SELECTED PASSAGE »
-- Start --
Re: stochastic fair queueing in the elevator [Re: [BENCHMARK] 2.4.20-ck3 / aa / rmap with contest]

Jakob Oestergaard (jakob@unthought.net)
Mon, 10 Feb 2003 06:10:08 +0100


On Mon, Feb 10, 2003 at 03:58:26PM +1100, Nick Piggin wrote:
...
> >If we assume they are synchronous, that would be rather unfair
> >especially on multi-user systems - and the 90% accuracy that Rik
> >suggested would seem exaggerated to say the least (accuracy would be
> >more like 10% on a good day).
> >
> Remember that readahead gets scaled down quickly if it isn't
> getting hits. It is also likely to be sequential and in the
> track buffer, so it is a small cost.

I buy the sequential-argument - very good point.

Thanks,

> Huge readahead is a problem however anticipatory scheduling
> will hopefully allow good throughput for multiple read streams
> without requiring much readahead.
-- End --
Coordinate labeling entries
-- Start --
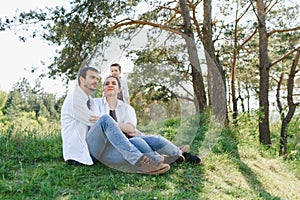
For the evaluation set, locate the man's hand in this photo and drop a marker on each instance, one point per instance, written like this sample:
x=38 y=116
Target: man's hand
x=93 y=118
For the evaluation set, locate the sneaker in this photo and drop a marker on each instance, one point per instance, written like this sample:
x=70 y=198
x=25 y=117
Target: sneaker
x=185 y=148
x=149 y=166
x=191 y=158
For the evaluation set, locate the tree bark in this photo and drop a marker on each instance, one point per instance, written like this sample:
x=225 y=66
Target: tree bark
x=216 y=75
x=291 y=107
x=264 y=65
x=198 y=83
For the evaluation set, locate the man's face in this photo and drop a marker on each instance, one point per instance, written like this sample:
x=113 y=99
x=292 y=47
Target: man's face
x=115 y=71
x=90 y=82
x=111 y=87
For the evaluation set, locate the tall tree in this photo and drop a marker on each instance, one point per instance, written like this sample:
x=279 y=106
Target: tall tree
x=197 y=77
x=291 y=105
x=264 y=67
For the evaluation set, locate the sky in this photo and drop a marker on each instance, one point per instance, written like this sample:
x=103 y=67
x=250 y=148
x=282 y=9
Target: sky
x=17 y=58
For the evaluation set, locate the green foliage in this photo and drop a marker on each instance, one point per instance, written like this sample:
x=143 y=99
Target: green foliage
x=32 y=167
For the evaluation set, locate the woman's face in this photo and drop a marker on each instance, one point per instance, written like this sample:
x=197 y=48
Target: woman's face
x=115 y=71
x=111 y=87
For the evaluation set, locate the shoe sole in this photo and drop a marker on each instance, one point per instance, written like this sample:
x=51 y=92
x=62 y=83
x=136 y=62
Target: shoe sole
x=185 y=148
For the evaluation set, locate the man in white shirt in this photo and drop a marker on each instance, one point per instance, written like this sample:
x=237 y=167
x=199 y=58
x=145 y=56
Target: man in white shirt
x=154 y=146
x=87 y=137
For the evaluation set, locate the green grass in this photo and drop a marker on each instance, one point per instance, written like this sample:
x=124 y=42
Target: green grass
x=237 y=167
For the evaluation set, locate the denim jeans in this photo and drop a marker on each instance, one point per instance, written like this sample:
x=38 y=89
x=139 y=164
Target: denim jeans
x=154 y=146
x=108 y=144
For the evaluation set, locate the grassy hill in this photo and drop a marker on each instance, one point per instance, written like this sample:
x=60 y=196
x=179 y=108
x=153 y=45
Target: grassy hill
x=237 y=167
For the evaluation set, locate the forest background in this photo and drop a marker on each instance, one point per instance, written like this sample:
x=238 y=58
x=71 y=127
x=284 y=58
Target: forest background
x=236 y=60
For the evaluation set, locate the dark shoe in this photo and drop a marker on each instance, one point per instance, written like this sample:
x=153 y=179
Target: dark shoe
x=149 y=166
x=73 y=162
x=185 y=148
x=174 y=159
x=191 y=158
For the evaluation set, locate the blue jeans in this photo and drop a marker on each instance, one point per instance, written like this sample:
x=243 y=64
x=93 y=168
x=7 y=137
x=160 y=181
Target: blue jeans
x=154 y=146
x=108 y=144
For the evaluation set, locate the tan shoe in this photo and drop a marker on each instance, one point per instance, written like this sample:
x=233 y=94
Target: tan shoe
x=149 y=166
x=185 y=148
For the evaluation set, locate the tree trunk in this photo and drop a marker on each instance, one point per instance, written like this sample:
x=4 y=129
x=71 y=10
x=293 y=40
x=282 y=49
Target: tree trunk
x=216 y=75
x=264 y=65
x=291 y=107
x=198 y=83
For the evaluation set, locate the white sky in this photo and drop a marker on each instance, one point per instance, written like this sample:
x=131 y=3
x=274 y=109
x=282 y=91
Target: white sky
x=17 y=56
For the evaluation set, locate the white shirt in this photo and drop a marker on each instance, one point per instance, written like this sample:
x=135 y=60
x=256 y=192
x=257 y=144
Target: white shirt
x=125 y=113
x=74 y=126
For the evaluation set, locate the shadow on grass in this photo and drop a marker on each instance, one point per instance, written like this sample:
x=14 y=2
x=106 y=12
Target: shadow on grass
x=33 y=168
x=228 y=145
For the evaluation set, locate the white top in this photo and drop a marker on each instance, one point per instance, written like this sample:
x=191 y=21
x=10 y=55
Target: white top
x=125 y=113
x=74 y=126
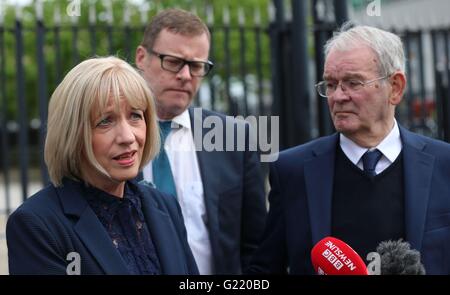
-- End --
COMPLETE THE FOLLOWING »
[a] Reproduce the entire mailing-list message about stochastic fair queueing in the elevator, word for word.
[b] State how many lines of the entries contain the word "face". Give only the number.

SOLUTIONS FOR EACH TASK »
[a]
Re: stochastic fair queueing in the elevator [Re: [BENCHMARK] 2.4.20-ck3 / aa / rmap with contest]

Jakob Oestergaard (jakob@unthought.net)
Mon, 10 Feb 2003 06:10:08 +0100


On Mon, Feb 10, 2003 at 03:58:26PM +1100, Nick Piggin wrote:
...
> >If we assume they are synchronous, that would be rather unfair
> >especially on multi-user systems - and the 90% accuracy that Rik
> >suggested would seem exaggerated to say the least (accuracy would be
> >more like 10% on a good day).
> >
> Remember that readahead gets scaled down quickly if it isn't
> getting hits. It is also likely to be sequential and in the
> track buffer, so it is a small cost.

I buy the sequential-argument - very good point.

Thanks,

> Huge readahead is a problem however anticipatory scheduling
> will hopefully allow good throughput for multiple read streams
> without requiring much readahead.

[b] 4